-- begin Dataset --

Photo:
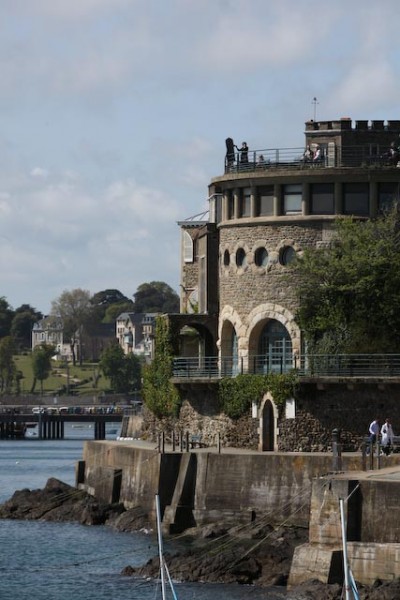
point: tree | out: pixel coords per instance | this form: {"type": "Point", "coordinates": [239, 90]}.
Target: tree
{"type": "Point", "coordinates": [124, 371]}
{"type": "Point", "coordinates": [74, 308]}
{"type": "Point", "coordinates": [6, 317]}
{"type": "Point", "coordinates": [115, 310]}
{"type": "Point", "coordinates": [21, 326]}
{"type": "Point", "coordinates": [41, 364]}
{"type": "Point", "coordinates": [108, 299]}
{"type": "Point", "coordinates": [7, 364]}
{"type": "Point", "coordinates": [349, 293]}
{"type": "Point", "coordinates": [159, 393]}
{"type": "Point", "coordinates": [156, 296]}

-- end Dataset --
-- begin Dataset --

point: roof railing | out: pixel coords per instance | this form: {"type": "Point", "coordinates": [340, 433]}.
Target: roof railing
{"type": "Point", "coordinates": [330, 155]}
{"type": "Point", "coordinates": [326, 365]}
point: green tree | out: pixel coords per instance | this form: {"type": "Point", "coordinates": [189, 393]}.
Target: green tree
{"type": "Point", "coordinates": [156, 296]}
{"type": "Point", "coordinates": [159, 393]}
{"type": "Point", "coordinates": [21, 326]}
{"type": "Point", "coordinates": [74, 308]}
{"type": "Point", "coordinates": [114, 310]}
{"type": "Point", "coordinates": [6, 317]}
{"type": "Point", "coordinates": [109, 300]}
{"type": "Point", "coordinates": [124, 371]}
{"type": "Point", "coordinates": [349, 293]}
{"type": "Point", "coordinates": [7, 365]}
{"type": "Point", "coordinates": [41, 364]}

-- end Dataset --
-- begin Dataset --

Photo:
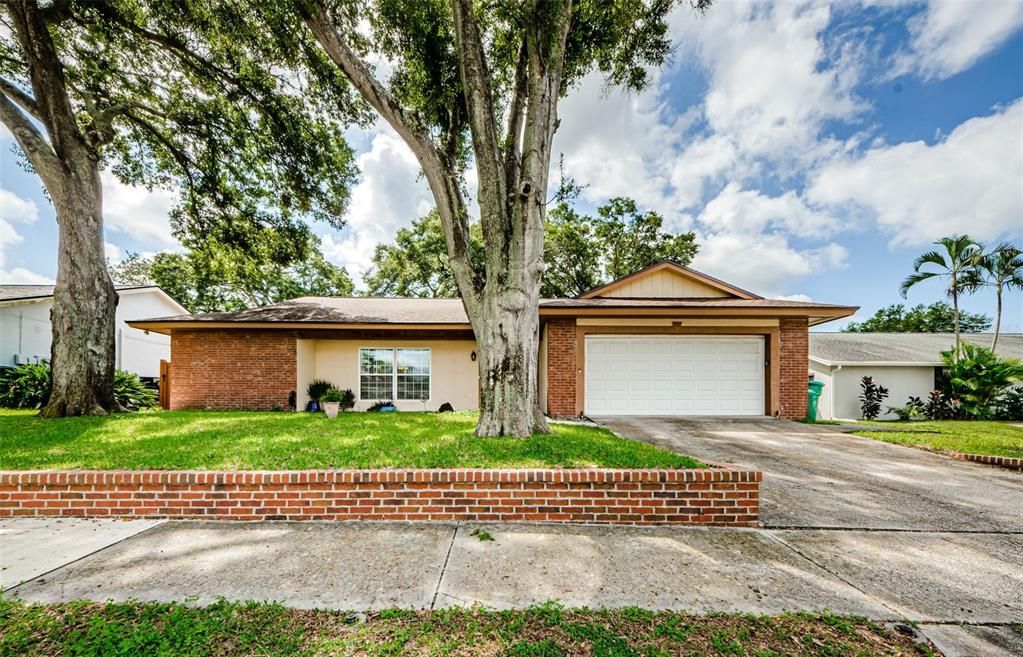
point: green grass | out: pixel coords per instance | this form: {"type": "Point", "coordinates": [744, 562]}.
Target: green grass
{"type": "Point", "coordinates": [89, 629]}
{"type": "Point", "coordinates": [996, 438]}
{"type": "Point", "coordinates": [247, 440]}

-- end Dataset --

Which lines of the material above contain the string "railing"? Copy each of those lines in full, matching case exactly.

point: roof railing | out: pixel coords per instance | this form: {"type": "Point", "coordinates": [340, 433]}.
Target: roof railing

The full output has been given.